- [To do] Although pictures appear in the entries below, leave them out and print exactly the lines from the first line through the line containing "on the cabinet".

[Records from a collection]
· · · ·

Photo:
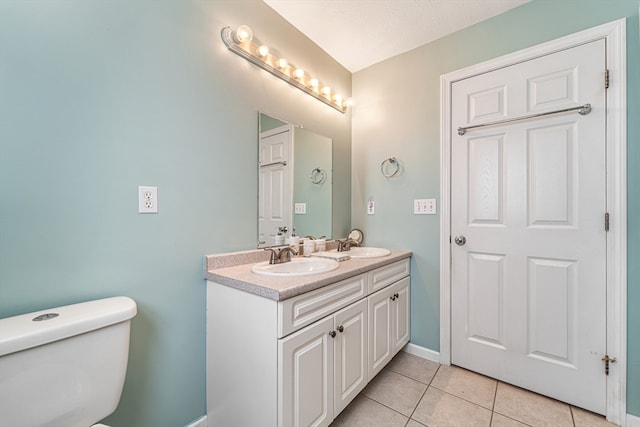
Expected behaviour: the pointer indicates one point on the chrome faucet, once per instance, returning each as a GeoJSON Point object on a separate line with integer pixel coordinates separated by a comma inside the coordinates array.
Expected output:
{"type": "Point", "coordinates": [281, 255]}
{"type": "Point", "coordinates": [345, 245]}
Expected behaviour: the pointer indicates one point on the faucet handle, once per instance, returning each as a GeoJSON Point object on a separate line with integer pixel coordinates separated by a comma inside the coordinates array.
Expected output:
{"type": "Point", "coordinates": [284, 255]}
{"type": "Point", "coordinates": [273, 258]}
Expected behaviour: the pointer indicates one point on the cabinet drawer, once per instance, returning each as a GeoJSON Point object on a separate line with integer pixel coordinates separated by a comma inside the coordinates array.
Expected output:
{"type": "Point", "coordinates": [383, 276]}
{"type": "Point", "coordinates": [305, 309]}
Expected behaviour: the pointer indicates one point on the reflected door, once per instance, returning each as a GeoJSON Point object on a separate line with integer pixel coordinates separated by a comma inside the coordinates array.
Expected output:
{"type": "Point", "coordinates": [529, 284]}
{"type": "Point", "coordinates": [275, 183]}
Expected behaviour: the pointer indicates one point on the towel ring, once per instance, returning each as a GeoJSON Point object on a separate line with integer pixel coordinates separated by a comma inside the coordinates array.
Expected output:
{"type": "Point", "coordinates": [318, 176]}
{"type": "Point", "coordinates": [390, 167]}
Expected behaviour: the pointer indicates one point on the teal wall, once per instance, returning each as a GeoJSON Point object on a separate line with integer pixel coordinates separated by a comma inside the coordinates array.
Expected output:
{"type": "Point", "coordinates": [98, 97]}
{"type": "Point", "coordinates": [397, 113]}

· · · ·

- [Output of the task]
Photo:
Expected behaviour: the pointer indicates one point on the chrome faucet, once per instance, returning each as a GeoJSON Point object on a separate line with integer pixel coordinates separated by a comma inside the coordinates array.
Expected output:
{"type": "Point", "coordinates": [281, 255]}
{"type": "Point", "coordinates": [345, 245]}
Expected behaviour: the pointer indicates one point on the faucet handle, once per instance, returning each as a GeoJSON Point object on a separate line with integer pixel coordinates separated by a comma inside the coordinates array.
Expected output:
{"type": "Point", "coordinates": [284, 255]}
{"type": "Point", "coordinates": [273, 258]}
Expected behaviour: the pointer indicates one point on the cabinet drawer, once per instance, returning each as a GeoJSON Point object on a separate line with integer pixel coordinates separated by a comma inside the coordinates array.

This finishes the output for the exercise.